- WHAT TO WORK ON:
Go through the listing that follows and write it out exactly. Drop the pictures.

- MATERIAL FOR THE TASK:
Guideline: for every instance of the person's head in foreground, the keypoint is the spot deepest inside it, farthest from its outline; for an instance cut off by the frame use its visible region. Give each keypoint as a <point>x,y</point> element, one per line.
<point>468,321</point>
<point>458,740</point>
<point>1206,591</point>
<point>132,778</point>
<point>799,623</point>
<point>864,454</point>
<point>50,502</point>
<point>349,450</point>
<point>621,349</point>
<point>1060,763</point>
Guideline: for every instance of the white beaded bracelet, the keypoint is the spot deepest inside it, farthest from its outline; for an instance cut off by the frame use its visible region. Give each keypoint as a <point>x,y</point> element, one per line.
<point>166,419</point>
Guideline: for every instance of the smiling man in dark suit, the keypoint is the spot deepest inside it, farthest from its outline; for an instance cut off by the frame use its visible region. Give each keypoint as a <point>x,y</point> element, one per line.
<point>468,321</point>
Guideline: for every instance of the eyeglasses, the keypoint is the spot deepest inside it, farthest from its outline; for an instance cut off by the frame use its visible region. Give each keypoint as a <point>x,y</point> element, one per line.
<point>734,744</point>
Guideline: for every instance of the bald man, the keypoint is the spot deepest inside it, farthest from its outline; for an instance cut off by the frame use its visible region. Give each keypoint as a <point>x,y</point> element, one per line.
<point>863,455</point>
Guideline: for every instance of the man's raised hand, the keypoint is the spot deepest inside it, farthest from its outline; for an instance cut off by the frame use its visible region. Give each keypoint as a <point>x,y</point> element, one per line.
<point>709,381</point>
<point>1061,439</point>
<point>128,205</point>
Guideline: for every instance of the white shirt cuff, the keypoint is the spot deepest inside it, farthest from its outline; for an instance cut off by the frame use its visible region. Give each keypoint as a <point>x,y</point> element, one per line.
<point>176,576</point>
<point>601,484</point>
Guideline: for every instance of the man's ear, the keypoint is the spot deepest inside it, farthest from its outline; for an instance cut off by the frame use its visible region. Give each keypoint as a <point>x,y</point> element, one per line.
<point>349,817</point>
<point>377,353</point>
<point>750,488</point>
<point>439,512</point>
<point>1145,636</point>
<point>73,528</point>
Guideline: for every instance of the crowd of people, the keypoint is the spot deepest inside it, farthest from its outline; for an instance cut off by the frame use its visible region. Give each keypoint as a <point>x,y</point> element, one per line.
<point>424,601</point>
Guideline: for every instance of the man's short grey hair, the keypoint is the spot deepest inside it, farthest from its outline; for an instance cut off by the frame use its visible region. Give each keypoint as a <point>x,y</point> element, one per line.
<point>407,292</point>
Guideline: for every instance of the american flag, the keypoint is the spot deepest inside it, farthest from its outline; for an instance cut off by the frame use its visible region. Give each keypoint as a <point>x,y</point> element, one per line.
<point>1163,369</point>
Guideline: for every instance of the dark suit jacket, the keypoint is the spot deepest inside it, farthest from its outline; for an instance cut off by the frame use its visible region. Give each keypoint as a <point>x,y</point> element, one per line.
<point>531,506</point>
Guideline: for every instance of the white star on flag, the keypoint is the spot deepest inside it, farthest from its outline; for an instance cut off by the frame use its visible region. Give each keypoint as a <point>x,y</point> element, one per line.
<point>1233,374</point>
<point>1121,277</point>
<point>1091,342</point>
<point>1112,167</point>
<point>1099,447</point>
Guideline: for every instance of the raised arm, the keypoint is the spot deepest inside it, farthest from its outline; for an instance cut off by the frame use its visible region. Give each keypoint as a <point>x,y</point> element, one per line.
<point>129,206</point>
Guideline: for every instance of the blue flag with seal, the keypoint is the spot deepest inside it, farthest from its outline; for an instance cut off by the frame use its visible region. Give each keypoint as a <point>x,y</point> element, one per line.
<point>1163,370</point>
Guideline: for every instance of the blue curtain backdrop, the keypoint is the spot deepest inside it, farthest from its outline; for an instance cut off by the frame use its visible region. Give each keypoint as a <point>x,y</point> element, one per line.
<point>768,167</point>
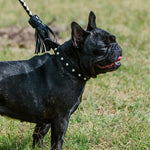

- EXERCISE ANSWER:
Guideline: for every instance of the person's head in foreground, the keypoint is the spot deepest inside it, farthest from its outline; for an instance cut off by the frame use its visible region. Give each keypoint as a <point>x,y</point> element, one per line.
<point>468,321</point>
<point>458,740</point>
<point>1206,591</point>
<point>132,778</point>
<point>799,623</point>
<point>864,454</point>
<point>50,502</point>
<point>349,450</point>
<point>621,349</point>
<point>1060,763</point>
Guideline: for every instance of the white beaded bracelet, the keypoint is the spot deepest inside it, farthest from its outline; for an instance cut off by the frame use its visible region. Give each keypoint as a <point>x,y</point> element, one per line.
<point>166,419</point>
Guideline: for every instance of the smiling man in dark suit, the keypoint is the spot deepest inside it, farthest from its outline; for an instance cut off by the frame use its visible region. Give each keypoint as a <point>x,y</point> element, one per line.
<point>468,321</point>
Guideline: for every instance of the eyeglasses, the keypoint is the spot deepest inside it, farthest from its outline; for an instance cut off by the frame use its visible region. Give each keypoint as a <point>x,y</point> element, one per line.
<point>734,744</point>
Guideline: for every instance of the bald man, the keypoint is the spot deepest inside it, farthest from its outline; for an instance cut off by the frame use its visible region. Give each keypoint as a <point>x,y</point> element, one per line.
<point>863,455</point>
Guideline: for every instance of the man's raised hand, the keypoint is the spot deepest inside it, farthest from its outline; for an instance cut off by the frame use its visible region. Give each keypoint as a <point>x,y</point> element, one per line.
<point>709,381</point>
<point>1061,439</point>
<point>128,205</point>
Guideline: for every instance of the white shirt cuff, the keypoint is the spot deepest inside it, farthest from its outline; for an instance cut off by the frame use its visible region. Give each keypoint as a <point>x,y</point> element, one per line.
<point>176,576</point>
<point>601,484</point>
Guideline: for every instance of the man's ear, the keypoint is the spot deepest inside it, farthest from its outline; for an instance cut off by the frame use its visible region. Give each keypoint as a <point>x,y</point> element, one per line.
<point>349,817</point>
<point>377,353</point>
<point>750,488</point>
<point>439,512</point>
<point>1145,636</point>
<point>73,528</point>
Guideline: for every instance of the crowd of people, the keypoint is the spot deepest inside it, farthest from its outline; for an instance cut off by the frame use its visible region. Give each keypoint as a <point>x,y</point> element, one per line.
<point>424,601</point>
Guideline: for every instance of the man's short grey hair, the keypoint is the spot deepest inside it, farthest from its outline; for an instance cut off by the frame use its visible region. Give each keypoint as a <point>x,y</point> element, one per line.
<point>407,292</point>
Guideline: for every instance of the american flag, the keypoint is the spot deepest inside it, farthest from its outline; for an instance cut off by the frame use its visible region. Give each keypoint as a <point>x,y</point> element, one per line.
<point>1163,369</point>
Guideline: for every instance of the dark suit jacket, the keypoint is the spot deepest inside it, farthest from its outline; for an instance cut off by the frame use its visible region. Give each keypoint as a <point>x,y</point> element, one per line.
<point>531,506</point>
Guideline: for every instance of the white star on flag, the keypoint is the spot deepest inside it, farthest from its outline; for an instance cut off by the frame use its visible region. Give each keypoint as a <point>x,y</point> element, one per line.
<point>1233,374</point>
<point>1121,277</point>
<point>1091,342</point>
<point>1112,167</point>
<point>1099,447</point>
Guideline: for every instance of the raised arm, the keypoint is the spot deepest inside it, farthest from its outline; for an instance cut off by the frame use its visible region. Give each keypoint as a <point>x,y</point> element, one per line.
<point>129,206</point>
Guideline: for every instance of the blue flag with seal, the keypoint is the spot deepest inside it, farthest from its outline; for an instance cut off by the frame use its visible region. Give each keypoint as a <point>x,y</point> element, one per line.
<point>1163,370</point>
Guideline: for every instance of the blue curtain backdrop, the keypoint is the spot deepest inside it, farthest from its outline; for an instance cut off by the frame use its visible region. Give each keypoint as a <point>x,y</point> element, one per line.
<point>768,167</point>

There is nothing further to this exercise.